*** PAGE TEXT ***

Is There Anything I’m Missing?

by Real Surgery on November 27, 2012

I’d like to share a personal story about why I helped start Real Surgery. If you’ve read my work background, you know I’ve worked in the healthcare industry a long time. But this is more about my personal background. It’s about why I think patients need to have thorough information and to be able to make their own surgical choices, especially since the right medical path can be uncertain. This story is about why I believe so strongly in choosing to become a well-informed patient, an empowered patient.

I am completely deaf in my left ear. I’ve had this comparatively minor but still frustrating disability for a long time. People who know me sometimes forget about this because I’ve learned to live with it. Plus it’s not a “visible” problem. Even so, it can be difficult. Noisy restaurants or other loud settings can be exhausting. If there’s an unexpected sound, I usually can’t tell where it’s coming from – that takes two ears. At social gatherings I can easily miss things others are saying if they’re on my deaf side. So I have to be careful not to inadvertently offend people who may think I’m ignoring them but really I just don’t hear them talking to me.

*** End of PAGE TEXT ***

*WHAT THE TASK ASKS*
Write the next part of the Real Surgery post about deafness in the left ear, picking up after its final sentence.

*** DATA SUPPLIED ***

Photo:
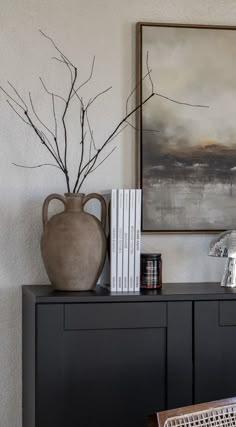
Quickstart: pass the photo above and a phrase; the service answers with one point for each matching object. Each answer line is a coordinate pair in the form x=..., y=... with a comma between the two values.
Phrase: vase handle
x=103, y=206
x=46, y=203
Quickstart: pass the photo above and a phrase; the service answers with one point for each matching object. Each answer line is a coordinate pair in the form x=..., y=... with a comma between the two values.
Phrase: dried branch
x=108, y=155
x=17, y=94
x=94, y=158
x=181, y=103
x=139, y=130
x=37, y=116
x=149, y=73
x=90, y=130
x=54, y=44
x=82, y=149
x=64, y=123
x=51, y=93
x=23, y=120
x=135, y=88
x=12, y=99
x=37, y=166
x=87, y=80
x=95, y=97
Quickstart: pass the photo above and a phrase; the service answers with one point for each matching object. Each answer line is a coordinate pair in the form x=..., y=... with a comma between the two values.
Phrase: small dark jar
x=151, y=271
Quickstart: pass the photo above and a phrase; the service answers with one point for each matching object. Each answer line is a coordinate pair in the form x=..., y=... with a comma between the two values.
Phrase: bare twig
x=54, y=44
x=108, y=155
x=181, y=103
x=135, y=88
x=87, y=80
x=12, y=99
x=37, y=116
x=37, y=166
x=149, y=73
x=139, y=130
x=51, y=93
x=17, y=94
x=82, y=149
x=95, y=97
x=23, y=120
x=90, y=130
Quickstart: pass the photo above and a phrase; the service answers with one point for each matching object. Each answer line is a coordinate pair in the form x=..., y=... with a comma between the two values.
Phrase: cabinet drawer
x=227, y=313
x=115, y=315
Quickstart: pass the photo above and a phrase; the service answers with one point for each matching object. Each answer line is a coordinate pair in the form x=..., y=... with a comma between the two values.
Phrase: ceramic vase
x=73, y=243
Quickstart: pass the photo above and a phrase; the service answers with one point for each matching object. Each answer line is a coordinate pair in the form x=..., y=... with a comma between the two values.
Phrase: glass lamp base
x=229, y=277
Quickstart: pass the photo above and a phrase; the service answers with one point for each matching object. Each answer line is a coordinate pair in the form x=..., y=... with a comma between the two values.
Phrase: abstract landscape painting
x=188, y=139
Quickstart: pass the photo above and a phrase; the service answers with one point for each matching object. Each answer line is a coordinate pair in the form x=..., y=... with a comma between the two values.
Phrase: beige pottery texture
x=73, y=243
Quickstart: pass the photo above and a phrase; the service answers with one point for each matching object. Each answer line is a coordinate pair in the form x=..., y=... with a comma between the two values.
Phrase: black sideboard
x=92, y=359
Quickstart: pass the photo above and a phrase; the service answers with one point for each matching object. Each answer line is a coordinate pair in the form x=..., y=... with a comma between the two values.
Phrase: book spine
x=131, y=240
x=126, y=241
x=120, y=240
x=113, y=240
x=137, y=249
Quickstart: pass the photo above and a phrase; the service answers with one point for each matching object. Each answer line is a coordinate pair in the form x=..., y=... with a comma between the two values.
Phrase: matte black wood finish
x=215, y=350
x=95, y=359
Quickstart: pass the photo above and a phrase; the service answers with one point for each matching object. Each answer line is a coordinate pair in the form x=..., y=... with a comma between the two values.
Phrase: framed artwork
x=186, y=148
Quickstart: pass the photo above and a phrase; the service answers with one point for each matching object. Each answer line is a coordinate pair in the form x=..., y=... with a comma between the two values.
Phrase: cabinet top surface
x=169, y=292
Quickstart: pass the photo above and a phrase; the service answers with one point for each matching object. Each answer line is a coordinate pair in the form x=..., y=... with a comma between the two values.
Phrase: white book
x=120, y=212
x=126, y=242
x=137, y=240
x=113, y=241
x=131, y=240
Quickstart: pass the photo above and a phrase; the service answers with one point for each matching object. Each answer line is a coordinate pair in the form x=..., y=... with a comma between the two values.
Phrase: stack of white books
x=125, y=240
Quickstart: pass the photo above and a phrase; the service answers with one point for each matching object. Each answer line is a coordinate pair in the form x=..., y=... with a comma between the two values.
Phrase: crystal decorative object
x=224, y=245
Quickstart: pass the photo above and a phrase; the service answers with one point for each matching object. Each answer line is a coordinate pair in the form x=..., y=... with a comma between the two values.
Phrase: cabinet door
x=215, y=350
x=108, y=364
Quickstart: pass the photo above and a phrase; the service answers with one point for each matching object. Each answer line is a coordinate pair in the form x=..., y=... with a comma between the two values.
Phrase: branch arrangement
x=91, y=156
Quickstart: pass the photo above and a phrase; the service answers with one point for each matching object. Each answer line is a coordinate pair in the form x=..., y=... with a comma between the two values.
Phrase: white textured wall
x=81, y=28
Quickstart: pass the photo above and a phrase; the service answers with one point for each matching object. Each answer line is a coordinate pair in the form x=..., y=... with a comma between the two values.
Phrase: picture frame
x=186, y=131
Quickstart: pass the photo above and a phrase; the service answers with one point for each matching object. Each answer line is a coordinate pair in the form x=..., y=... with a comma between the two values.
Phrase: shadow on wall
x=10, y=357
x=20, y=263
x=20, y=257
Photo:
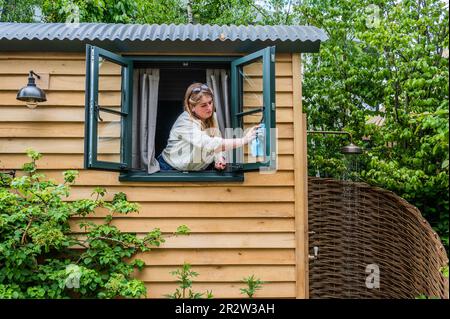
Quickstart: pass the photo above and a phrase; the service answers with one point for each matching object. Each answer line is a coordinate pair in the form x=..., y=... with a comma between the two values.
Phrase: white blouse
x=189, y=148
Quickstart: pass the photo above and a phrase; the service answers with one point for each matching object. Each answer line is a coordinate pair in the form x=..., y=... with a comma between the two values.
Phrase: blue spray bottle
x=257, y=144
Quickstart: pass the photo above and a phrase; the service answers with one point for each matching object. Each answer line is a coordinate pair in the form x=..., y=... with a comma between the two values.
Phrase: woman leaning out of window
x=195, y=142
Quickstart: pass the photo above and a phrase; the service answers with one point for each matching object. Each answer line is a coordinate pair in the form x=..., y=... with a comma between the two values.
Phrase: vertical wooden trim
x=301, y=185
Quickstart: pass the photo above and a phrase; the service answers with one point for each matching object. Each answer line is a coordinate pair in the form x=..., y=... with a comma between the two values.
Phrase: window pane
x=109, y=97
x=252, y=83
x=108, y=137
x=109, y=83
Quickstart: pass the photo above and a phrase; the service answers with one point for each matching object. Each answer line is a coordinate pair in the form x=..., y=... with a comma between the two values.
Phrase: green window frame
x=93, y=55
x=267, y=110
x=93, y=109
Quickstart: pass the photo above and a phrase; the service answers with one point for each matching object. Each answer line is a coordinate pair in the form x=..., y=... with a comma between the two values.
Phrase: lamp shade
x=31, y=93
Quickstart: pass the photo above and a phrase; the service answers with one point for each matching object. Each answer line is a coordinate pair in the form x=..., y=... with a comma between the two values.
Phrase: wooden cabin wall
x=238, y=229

*** End of DATA SUPPLIED ***

*RESULT FOR THIS EXERCISE*
My one-sided deafness is the unintentional result of small but devastating scalpel slip during a surgery. 20 years ago I had to undergo a scary and complicated craniotomy (commonly called brain surgery) to remove a benign tumor. Although small, the tumor was in a hard-to-access location. I went to one of the best medical centers I could choose, and my surgeons were well-respected. Although the doctors considered my procedure mostly “successful”, during the operation an assisting surgeon accidently cut a tiny artery that fed the cochlea, the innermost part of the ear that enables hearing. And, just that quickly, I was permanently deaf on my left side. Recovering from surgery was very hard and took many months. Needless to say, adjusting to hearing loss made it more so.

Despite the obvious problems, over time I discovered blessings within this loss. I certainly don’t take hearing for granted anymore, so I greatly treasure a simple joy like hearing my daughter sing or just chatter away. I must pay close attention when people are talking to me, so I’ve become a better listener. I know in my body that unplanned losses happen, so I feel more grateful day-by-day for blessings I receive in my life. In time, my deaf ear evolved into a gentle, ever-present teacher. It always reminds me to ask myself “Is there anything I’m missing that I should listen to?”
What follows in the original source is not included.